Dataset content:
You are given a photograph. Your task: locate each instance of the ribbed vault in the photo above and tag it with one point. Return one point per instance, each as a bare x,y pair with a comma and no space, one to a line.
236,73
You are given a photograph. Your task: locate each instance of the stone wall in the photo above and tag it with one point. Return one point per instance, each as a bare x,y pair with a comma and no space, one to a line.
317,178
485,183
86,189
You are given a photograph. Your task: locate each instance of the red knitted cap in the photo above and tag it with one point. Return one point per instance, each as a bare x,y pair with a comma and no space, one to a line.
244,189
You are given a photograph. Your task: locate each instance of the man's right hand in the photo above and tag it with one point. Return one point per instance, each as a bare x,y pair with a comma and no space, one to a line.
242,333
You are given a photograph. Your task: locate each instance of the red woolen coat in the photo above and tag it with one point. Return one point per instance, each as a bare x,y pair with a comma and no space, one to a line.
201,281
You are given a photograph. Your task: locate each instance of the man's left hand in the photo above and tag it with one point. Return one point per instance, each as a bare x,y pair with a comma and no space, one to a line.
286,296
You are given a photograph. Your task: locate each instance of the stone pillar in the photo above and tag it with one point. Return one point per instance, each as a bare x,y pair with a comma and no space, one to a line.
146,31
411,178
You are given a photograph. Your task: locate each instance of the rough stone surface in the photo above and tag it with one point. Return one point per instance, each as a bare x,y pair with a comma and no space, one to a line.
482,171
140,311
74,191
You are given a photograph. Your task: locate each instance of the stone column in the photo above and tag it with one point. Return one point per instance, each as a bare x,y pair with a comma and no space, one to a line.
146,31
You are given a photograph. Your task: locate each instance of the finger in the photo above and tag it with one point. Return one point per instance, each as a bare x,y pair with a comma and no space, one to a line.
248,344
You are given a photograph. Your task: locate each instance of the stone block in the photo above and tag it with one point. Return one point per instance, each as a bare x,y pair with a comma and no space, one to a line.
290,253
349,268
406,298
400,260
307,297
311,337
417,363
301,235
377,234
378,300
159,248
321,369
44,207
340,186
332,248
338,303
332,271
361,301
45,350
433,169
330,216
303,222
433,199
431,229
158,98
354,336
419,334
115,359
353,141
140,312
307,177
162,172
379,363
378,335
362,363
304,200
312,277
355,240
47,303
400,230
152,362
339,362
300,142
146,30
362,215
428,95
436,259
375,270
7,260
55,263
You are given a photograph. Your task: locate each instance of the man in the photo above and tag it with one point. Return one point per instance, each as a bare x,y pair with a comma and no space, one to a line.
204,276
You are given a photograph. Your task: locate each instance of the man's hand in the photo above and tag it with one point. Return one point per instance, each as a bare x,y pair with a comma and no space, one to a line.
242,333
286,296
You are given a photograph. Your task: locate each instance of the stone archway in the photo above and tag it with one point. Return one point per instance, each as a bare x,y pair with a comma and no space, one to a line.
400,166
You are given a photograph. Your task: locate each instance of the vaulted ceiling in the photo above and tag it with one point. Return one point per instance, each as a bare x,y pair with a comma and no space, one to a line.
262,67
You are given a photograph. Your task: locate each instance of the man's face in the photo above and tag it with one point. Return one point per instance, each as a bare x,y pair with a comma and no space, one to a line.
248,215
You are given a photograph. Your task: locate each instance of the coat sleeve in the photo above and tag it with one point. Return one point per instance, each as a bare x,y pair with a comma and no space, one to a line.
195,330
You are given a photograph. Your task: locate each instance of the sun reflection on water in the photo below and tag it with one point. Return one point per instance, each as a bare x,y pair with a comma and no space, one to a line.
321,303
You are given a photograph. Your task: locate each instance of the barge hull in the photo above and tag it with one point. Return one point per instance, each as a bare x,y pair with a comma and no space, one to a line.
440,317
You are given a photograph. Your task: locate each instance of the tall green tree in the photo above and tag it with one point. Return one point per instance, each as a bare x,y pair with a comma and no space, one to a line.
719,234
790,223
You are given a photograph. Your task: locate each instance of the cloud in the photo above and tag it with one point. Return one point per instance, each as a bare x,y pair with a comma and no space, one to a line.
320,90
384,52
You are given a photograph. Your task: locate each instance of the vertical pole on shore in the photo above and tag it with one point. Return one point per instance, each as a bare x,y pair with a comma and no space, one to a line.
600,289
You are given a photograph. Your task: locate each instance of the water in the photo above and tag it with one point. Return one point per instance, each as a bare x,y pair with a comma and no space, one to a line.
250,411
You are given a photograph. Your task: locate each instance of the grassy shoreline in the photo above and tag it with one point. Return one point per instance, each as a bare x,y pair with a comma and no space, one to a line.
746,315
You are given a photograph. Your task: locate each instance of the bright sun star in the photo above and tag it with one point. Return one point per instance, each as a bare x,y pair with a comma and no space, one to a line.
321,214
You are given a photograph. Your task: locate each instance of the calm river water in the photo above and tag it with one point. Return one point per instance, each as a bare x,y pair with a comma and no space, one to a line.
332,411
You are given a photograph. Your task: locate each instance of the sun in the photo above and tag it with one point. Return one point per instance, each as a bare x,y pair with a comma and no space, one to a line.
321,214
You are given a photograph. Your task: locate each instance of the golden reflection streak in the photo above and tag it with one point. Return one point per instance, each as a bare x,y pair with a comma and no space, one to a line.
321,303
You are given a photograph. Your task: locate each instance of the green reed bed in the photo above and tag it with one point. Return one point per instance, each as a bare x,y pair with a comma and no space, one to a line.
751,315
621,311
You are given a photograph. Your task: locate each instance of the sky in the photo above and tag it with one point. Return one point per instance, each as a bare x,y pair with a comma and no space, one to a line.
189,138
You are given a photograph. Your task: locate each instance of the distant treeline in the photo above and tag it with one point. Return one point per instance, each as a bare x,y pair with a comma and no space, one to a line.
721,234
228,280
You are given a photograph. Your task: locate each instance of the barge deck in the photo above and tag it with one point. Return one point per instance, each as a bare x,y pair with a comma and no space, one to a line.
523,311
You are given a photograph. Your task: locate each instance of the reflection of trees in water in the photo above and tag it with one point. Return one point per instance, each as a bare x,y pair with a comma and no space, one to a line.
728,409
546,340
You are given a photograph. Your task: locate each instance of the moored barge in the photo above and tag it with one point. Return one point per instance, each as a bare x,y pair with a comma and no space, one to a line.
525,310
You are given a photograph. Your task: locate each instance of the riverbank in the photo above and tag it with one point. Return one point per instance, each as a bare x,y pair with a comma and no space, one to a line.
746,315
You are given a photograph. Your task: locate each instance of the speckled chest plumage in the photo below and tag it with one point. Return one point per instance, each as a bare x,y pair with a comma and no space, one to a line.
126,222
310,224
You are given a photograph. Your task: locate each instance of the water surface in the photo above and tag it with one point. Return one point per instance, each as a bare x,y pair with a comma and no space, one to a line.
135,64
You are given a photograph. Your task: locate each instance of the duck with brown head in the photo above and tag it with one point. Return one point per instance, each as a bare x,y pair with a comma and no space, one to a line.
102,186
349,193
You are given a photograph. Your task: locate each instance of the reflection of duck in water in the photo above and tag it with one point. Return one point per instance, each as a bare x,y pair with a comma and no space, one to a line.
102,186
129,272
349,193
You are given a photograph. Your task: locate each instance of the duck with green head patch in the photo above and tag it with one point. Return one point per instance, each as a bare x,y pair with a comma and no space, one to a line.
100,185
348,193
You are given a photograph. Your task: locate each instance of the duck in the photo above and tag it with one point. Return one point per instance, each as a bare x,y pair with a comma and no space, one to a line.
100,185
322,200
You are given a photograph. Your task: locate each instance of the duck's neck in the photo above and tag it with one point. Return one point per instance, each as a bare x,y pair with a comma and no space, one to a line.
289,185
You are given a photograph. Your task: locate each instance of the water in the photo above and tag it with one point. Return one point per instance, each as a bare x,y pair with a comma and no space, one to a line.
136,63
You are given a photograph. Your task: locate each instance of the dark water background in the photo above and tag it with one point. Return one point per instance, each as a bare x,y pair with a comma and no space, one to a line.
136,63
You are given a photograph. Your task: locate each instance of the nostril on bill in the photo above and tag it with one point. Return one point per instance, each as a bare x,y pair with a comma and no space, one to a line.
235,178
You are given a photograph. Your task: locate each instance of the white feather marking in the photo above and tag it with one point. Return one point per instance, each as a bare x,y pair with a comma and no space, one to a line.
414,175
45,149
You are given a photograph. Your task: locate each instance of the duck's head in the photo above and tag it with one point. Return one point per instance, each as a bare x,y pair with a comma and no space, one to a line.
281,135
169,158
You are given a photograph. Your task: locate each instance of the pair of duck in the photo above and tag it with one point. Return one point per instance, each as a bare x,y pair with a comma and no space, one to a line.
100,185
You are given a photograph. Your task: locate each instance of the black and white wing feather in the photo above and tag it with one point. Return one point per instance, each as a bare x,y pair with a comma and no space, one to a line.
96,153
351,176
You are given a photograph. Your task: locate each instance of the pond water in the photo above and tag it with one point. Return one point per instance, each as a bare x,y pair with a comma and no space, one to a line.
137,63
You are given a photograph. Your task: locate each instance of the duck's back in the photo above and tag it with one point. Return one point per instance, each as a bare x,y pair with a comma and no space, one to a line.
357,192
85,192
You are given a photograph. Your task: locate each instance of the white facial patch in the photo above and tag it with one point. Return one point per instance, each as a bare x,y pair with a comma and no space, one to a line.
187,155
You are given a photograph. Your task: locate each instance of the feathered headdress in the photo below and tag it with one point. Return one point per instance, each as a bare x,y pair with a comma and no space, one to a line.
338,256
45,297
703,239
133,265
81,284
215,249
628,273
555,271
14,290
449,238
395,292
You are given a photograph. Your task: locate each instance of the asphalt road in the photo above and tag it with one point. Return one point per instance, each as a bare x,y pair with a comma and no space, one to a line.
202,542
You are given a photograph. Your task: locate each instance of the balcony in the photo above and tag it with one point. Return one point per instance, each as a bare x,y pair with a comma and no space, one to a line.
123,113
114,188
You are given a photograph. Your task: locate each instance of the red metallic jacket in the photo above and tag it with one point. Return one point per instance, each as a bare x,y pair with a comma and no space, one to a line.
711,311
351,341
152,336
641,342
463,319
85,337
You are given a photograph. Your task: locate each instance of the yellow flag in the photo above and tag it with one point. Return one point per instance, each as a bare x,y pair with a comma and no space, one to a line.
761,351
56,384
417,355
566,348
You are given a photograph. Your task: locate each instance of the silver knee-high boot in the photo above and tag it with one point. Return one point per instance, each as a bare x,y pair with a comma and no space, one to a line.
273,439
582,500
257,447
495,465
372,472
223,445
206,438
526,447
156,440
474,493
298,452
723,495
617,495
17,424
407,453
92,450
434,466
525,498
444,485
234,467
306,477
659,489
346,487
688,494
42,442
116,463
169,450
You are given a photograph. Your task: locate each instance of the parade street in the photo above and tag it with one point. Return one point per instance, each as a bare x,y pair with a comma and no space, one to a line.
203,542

Your task: In the records above, locate the line that contains "of the silver". Repeat it and every line after it, exactly, and nothing else.

Result:
You are given a photograph. Your task: locate each instance of the silver knee-high boot in the photo above and tag it with one point. Return one point per instance, each as a bare x,y pair with a comma and no space, one to a line.
273,439
582,500
257,447
495,465
372,472
223,445
206,438
526,447
156,440
474,493
298,452
723,495
617,495
17,424
407,453
92,450
434,466
525,498
444,485
234,467
306,477
659,489
346,487
688,494
42,442
116,463
169,450
You are given a photograph. Your task: locate each instance of the parade street in the photo above and tag it with one point. Return one point per instance, each as a bare x,y pair with a comma and no space, one to a line.
203,542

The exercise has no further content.